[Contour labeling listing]
======
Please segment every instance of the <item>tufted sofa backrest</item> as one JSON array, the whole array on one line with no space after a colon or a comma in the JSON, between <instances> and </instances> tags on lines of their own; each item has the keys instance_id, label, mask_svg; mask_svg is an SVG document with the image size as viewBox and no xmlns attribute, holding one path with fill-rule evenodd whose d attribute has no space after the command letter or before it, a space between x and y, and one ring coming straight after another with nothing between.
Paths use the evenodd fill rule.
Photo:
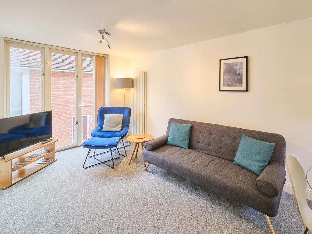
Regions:
<instances>
[{"instance_id":1,"label":"tufted sofa backrest","mask_svg":"<svg viewBox=\"0 0 312 234\"><path fill-rule=\"evenodd\" d=\"M233 161L243 134L253 138L275 143L270 161L285 166L286 143L285 139L275 133L201 123L177 119L170 119L168 123L167 135L169 135L172 121L193 125L189 149L212 156Z\"/></svg>"}]
</instances>

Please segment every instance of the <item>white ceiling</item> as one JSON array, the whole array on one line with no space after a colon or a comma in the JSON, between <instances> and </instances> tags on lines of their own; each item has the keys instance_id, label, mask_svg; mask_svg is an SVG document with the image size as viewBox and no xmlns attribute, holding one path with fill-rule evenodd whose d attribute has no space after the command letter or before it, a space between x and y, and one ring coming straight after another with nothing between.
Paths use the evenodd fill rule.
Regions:
<instances>
[{"instance_id":1,"label":"white ceiling","mask_svg":"<svg viewBox=\"0 0 312 234\"><path fill-rule=\"evenodd\" d=\"M311 0L0 0L0 36L129 56L311 17Z\"/></svg>"}]
</instances>

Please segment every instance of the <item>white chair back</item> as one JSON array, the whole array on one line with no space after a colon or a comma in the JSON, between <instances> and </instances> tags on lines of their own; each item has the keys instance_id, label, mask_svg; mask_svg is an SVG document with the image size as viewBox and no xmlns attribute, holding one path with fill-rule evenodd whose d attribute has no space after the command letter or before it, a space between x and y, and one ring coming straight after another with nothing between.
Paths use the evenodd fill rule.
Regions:
<instances>
[{"instance_id":1,"label":"white chair back","mask_svg":"<svg viewBox=\"0 0 312 234\"><path fill-rule=\"evenodd\" d=\"M307 202L305 174L300 163L293 156L287 156L286 164L299 214L307 227L312 230L312 210Z\"/></svg>"}]
</instances>

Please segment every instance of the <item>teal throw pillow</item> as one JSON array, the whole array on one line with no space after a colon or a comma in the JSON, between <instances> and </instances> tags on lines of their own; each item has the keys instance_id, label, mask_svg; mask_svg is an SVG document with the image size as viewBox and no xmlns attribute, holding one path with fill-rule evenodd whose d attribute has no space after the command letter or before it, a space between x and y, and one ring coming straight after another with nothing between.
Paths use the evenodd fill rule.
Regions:
<instances>
[{"instance_id":1,"label":"teal throw pillow","mask_svg":"<svg viewBox=\"0 0 312 234\"><path fill-rule=\"evenodd\" d=\"M182 124L171 121L167 144L188 149L192 127L192 124Z\"/></svg>"},{"instance_id":2,"label":"teal throw pillow","mask_svg":"<svg viewBox=\"0 0 312 234\"><path fill-rule=\"evenodd\" d=\"M243 134L233 162L260 175L271 158L275 146L274 143Z\"/></svg>"}]
</instances>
======
DIRECTIONS:
Retype the listing above exactly, from the line containing "Please segment every instance of the <item>teal" down to the end of the listing.

FULL OUTPUT:
Please segment every instance of the <item>teal throw pillow</item> as one JSON array, the whole array on one line with no space after a colon or a comma in the JSON, between <instances> and </instances> tags on lines of their own; each item has the keys instance_id, label, mask_svg; mask_svg is an SVG document with the image size as viewBox and no xmlns attribute, holding one path with fill-rule evenodd whose d attribute has no space after the command letter or before it, a space between x and y, and one ring coming straight after another with nothing between.
Paths use the evenodd fill rule.
Regions:
<instances>
[{"instance_id":1,"label":"teal throw pillow","mask_svg":"<svg viewBox=\"0 0 312 234\"><path fill-rule=\"evenodd\" d=\"M182 124L171 121L167 144L188 149L192 127L192 124Z\"/></svg>"},{"instance_id":2,"label":"teal throw pillow","mask_svg":"<svg viewBox=\"0 0 312 234\"><path fill-rule=\"evenodd\" d=\"M243 134L233 162L260 175L271 158L275 146L274 143Z\"/></svg>"}]
</instances>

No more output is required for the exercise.